═══ Entries provided ═══

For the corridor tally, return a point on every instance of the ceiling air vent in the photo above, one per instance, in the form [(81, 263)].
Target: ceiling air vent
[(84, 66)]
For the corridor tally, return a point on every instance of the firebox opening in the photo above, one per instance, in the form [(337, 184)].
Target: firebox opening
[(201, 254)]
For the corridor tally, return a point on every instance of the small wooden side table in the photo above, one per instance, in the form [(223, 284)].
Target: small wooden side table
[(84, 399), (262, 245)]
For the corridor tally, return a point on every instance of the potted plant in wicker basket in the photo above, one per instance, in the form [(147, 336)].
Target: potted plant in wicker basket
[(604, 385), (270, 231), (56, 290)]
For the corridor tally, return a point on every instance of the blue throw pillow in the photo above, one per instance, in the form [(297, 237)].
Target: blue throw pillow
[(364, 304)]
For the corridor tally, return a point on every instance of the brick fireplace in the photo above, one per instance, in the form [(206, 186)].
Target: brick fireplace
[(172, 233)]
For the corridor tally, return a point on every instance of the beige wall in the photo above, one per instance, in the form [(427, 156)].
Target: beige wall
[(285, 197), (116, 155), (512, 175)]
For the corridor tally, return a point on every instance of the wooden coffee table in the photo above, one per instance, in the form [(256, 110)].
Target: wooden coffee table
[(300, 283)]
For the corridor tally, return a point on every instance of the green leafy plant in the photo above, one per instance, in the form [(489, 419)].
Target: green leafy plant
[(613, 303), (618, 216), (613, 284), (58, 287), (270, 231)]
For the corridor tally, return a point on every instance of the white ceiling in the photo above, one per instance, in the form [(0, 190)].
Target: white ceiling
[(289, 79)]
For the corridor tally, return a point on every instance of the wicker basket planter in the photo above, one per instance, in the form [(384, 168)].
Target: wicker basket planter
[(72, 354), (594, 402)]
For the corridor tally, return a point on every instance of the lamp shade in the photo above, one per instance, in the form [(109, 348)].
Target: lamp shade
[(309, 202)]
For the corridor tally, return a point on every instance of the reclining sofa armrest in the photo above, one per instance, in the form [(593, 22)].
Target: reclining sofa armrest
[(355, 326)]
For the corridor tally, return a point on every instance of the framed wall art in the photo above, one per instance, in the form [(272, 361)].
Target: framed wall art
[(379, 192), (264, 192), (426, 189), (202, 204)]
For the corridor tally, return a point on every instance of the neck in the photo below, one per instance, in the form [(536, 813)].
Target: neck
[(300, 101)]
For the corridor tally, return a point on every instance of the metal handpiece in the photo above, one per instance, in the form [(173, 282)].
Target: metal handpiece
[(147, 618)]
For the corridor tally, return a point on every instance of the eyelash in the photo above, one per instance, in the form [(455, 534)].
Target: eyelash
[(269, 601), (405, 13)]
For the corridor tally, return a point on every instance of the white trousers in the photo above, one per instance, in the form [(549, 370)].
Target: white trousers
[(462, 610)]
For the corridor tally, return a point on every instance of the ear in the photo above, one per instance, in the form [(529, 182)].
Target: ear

═══

• **Work required**
Your task is to transcribe the material exactly.

• **Response to the exercise**
For the corridor tally, return a point on every instance of the ceiling air vent in the photo above, one per instance, in the form [(81, 263)].
Target: ceiling air vent
[(84, 66)]
For the corridor tally, return a point on every instance of the firebox opening in the photo above, one per instance, in the form [(337, 184)].
Target: firebox opening
[(201, 254)]
For the corridor tally, return a point on every instance of the small wooden side table in the photo above, one per instance, in the form [(223, 284)].
Target: small wooden side table
[(84, 399), (262, 245)]
For the corridor tally, return a point on every instance of the potted plant in wicker basket in the photo above, one per instance, in the form [(147, 336)].
Target: potted plant in wicker basket
[(604, 385), (270, 231), (56, 290)]
For the corridor tally, return a point on every instance of the blue throw pillow in the photo above, one per instance, in the form [(297, 237)].
Target: blue throw pillow
[(364, 304)]
For the corridor tally, return a point on every instance of the brick fireplace in the photo above, one per instance, in the form [(206, 186)].
Target: brick fireplace
[(172, 233)]
For the corridor tally, return a point on every instance of the beige wall in the photo above, one per instance, in the form [(427, 156)].
Target: beige wall
[(285, 197), (116, 155), (512, 175)]
For the corridor tally, return a point on every instance of the wooden coffee table in the photo above, one per instance, in the form [(256, 110)].
Target: wooden coffee table
[(300, 283)]
For the corridor tally, return a point on every instance of the green leafy plant in the photo above, one per instance, in the form [(489, 419)].
Target: green leafy plant
[(613, 303), (618, 216), (613, 284), (58, 287), (270, 231)]
For the corridor tally, return a point on every instance of the white ceiling in the photo above, one per instance, in the form [(0, 190)].
Target: white ceiling
[(289, 79)]
For the corridor tally, return a point on every instance of the wicker basket planter in the photo above, one per instance, in the form [(384, 168)].
Target: wicker basket planter
[(72, 354), (594, 402)]
For the corridor tally, return a point on every instance of the lamp shade in the photo above, one per instance, in the form [(109, 348)].
Target: lamp shade
[(309, 202)]
For the corridor tally, return a point on every instance of the reclining sofa armrest in the photo above, one per instance, in the form [(593, 22)].
Target: reclining sofa armrest
[(355, 326)]
For the corridor tally, return a point on every instance of the framed wall art in the photo above, one per instance, in the form [(272, 361)].
Target: framed wall art
[(379, 192), (264, 192), (426, 189), (202, 204)]
For the corridor tally, return a point on every instance of the neck in the photo below, one per instance, in the form [(536, 813)].
Target: neck
[(300, 101)]
For the corridor tally, return a point on every instance of the metal handpiece in the photo above, one per instance, in the form [(173, 282)].
Target: metal handpiece
[(147, 618)]
For the corridor tally, return a point on every instance of the eyelash in the photo above, one per instance, in the form [(455, 534)].
Target: eyelash
[(269, 601), (405, 13)]
For the corridor tally, return a point on every instance of the white trousers in the photo above, one per instance, in the form [(549, 370)].
Target: white trousers
[(462, 610)]
For the corridor tally, return a point on every instance of the ear in the photo above, one per instance, in the form [(529, 182)].
Target: ear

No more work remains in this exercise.